# TASK
Once you have read the listing, retype all of it exactly.

# RECORDS PROVIDED
+===+

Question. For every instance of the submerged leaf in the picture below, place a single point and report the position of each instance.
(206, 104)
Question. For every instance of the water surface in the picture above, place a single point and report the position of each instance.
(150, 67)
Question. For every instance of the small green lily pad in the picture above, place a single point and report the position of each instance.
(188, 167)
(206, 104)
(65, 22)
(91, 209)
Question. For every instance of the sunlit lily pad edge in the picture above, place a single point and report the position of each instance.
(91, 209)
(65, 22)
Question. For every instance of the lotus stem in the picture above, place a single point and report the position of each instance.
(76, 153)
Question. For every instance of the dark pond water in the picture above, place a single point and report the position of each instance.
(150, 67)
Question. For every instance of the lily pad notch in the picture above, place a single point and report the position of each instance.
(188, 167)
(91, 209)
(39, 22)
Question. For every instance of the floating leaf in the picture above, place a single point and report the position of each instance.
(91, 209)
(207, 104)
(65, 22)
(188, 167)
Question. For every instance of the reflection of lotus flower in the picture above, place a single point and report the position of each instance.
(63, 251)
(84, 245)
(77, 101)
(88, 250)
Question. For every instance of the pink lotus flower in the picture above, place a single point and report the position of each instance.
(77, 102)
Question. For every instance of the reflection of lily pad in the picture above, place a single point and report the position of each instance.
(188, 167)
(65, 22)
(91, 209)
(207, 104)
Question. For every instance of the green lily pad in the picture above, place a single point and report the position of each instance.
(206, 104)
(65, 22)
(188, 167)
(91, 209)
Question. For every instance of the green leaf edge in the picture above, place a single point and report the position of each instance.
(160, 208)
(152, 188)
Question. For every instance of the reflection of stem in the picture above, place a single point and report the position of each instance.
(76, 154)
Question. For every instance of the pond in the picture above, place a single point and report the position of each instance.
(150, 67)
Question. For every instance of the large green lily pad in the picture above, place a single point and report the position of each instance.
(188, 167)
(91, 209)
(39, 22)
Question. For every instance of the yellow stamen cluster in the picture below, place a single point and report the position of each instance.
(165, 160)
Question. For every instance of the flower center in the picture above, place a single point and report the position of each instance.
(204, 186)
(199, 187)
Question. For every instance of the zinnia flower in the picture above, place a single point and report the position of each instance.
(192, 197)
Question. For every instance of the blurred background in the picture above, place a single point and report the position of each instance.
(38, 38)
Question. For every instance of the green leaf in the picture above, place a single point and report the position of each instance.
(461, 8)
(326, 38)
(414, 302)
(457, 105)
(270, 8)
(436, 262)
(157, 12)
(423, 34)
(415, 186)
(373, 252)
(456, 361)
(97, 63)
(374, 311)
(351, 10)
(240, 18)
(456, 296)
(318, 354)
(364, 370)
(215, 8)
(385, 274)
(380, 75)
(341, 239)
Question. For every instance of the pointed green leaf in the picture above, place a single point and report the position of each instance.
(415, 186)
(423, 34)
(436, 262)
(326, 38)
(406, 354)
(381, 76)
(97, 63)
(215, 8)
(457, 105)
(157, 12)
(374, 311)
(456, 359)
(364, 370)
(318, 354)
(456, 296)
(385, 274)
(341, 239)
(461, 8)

+===+

# PROBLEM SOLUTION
Question. For every instance of the submerged leaf in the picture below, place a single point and report the position of each instance.
(206, 104)
Question. For every instance of the water surface in the picture above, place a single point and report the position of each instance.
(150, 67)
Question. For every instance of the small green lily pad in the picture above, place a single point and report the position of each instance.
(188, 167)
(206, 104)
(65, 22)
(91, 209)
Question. For every instance of the sunlit lily pad edge in the picture above, place a single point and report the position of each instance.
(91, 209)
(65, 22)
Question. For every instance of the lotus stem in the picture above, place a single point and report the position of each instance.
(76, 153)
Question. For every instance of the dark pond water in the picture above, place a single point and report the position of each instance.
(150, 67)
Question. For every instance of the lily pad notch in the picture above, place a single point and report the position of each instance.
(188, 167)
(91, 209)
(39, 22)
Question. For every instance of the floating leaf in the picture above, place a single point and report the position of each instance.
(91, 209)
(207, 104)
(65, 22)
(188, 167)
Question. For every instance of the reflection of lotus flower in the picture above, place a single point and report the position of each instance.
(63, 251)
(84, 245)
(77, 101)
(88, 250)
Question. For every instance of the pink lotus flower in the picture above, place a single point and report the position of each instance.
(77, 102)
Question. For every instance of the reflection of lily pad in the picture above, place a single point and report the position of each instance.
(188, 167)
(65, 22)
(91, 209)
(207, 104)
Question. For every instance of the green lily pad in the picture above, place a single point and report the position of each instance.
(206, 104)
(65, 22)
(188, 167)
(91, 209)
Question. For every instance of the green leaf edge in the picture above, place a single point and report the position of each instance.
(160, 208)
(152, 188)
Question. For every instance of the reflection of stem in the picture above, place a single point and report the position of each instance.
(76, 154)
Question. For every instance of the pond in the picture above, place a single point and report the position of each instance.
(150, 67)
Question. For every instance of the large green lily pad in the picture above, place a single point and report the position of each instance.
(188, 167)
(91, 209)
(39, 22)
Question. For every instance of the yellow stamen cluster in the picture below, place a single point and report the position of each instance.
(165, 160)
Question. For every instance of the flower center in the picture above, place a single point and report the position of each instance.
(204, 186)
(199, 187)
Question. For every instance of the zinnia flower in the picture above, place a single point and report the position of each instance.
(192, 197)
Question. For every instance of the blurred background in the picture above, place a single point and report the position of each instance.
(38, 38)
Question. For every instance of the green leaf in the picture above, place a single point and report the position of each instance.
(461, 8)
(326, 38)
(414, 302)
(457, 105)
(270, 8)
(436, 262)
(157, 12)
(423, 34)
(415, 186)
(373, 252)
(456, 361)
(97, 63)
(374, 311)
(351, 10)
(240, 18)
(456, 296)
(318, 354)
(364, 370)
(215, 8)
(385, 274)
(380, 75)
(341, 239)
Question. For every instance of the pointed green leaf in the picture above, place a single point and report the position of each instance.
(415, 186)
(423, 34)
(436, 262)
(326, 38)
(406, 354)
(381, 76)
(97, 63)
(215, 8)
(457, 105)
(157, 12)
(374, 311)
(456, 359)
(364, 370)
(318, 354)
(456, 296)
(385, 274)
(341, 239)
(461, 8)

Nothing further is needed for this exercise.